To do — Transcribe, without alteration, the line that includes "Mark the innermost point of each instance of the hillside, given" and each line after it until the records end, omitting all that precede it.

Point-per-instance localization data:
....

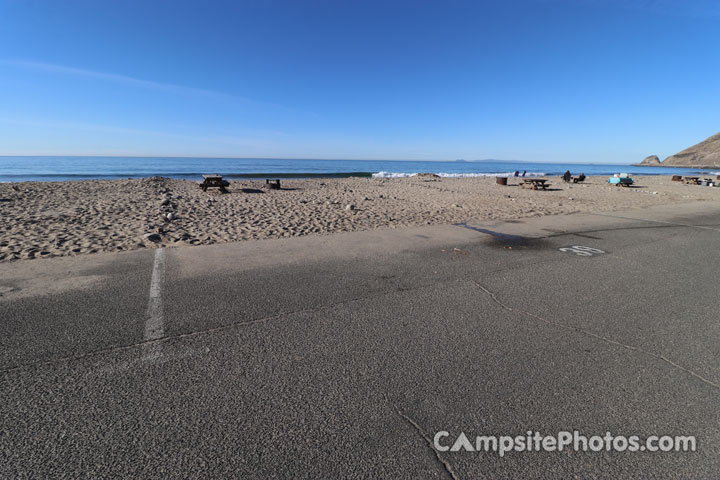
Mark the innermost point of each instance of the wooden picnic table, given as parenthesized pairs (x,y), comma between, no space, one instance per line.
(535,183)
(214,181)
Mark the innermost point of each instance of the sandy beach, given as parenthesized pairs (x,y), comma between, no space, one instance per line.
(46,219)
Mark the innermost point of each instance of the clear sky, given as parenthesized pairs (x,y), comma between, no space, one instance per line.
(538,80)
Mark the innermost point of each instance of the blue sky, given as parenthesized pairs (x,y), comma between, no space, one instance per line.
(537,80)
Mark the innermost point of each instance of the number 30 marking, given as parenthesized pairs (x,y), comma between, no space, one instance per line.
(582,251)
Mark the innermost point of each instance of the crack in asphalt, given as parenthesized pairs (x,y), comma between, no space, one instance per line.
(227,326)
(596,336)
(445,464)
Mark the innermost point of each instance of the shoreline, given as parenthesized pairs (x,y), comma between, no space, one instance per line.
(48,219)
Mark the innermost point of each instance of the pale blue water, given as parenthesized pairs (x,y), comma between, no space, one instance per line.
(17,169)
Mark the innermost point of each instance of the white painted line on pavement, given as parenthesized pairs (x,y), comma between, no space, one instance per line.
(154,327)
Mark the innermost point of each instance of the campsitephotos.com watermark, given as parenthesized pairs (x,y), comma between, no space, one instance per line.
(575,441)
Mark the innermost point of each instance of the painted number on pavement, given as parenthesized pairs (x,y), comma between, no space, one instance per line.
(582,251)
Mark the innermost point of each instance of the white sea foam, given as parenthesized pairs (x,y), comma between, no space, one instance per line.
(455,175)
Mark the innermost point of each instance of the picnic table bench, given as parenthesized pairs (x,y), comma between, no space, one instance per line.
(535,183)
(214,181)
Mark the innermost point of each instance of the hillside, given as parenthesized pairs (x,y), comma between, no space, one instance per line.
(704,154)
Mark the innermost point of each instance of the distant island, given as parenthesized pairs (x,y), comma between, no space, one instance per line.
(705,154)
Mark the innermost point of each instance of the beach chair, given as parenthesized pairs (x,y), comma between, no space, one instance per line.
(621,180)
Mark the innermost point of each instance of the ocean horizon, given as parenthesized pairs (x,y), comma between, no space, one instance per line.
(64,168)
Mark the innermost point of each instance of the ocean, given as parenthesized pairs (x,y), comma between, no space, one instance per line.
(19,169)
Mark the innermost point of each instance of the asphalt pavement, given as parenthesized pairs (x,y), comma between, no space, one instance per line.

....

Written response —
Mark the innermost point of each instance of the hillside, given as parenthesized pairs (x,y), comma between, no space, one instance per line.
(704,154)
Mark the innermost point of each instance of the distant island, given as parenthesized pairs (x,y), comma between, no space, one instance per line.
(705,154)
Mark the innermost point of each instance of the beach chair, given as parenthesized pairs (x,y), comma between, no space, one instance per line.
(621,180)
Mark the innermost point of each instance of the ocean horizon, given as parenthesized pairs (x,y), comma between, no space, one instance per line.
(64,168)
Mark the innermost point of each instance of the ocean, given as parenthesized pairs (x,y), comma between, no space, one instance per line.
(19,169)
Mark the innermost point of each instance of the asphalt pavement, given as parenthesized pairs (x,y), comma between, no space, one instance per line.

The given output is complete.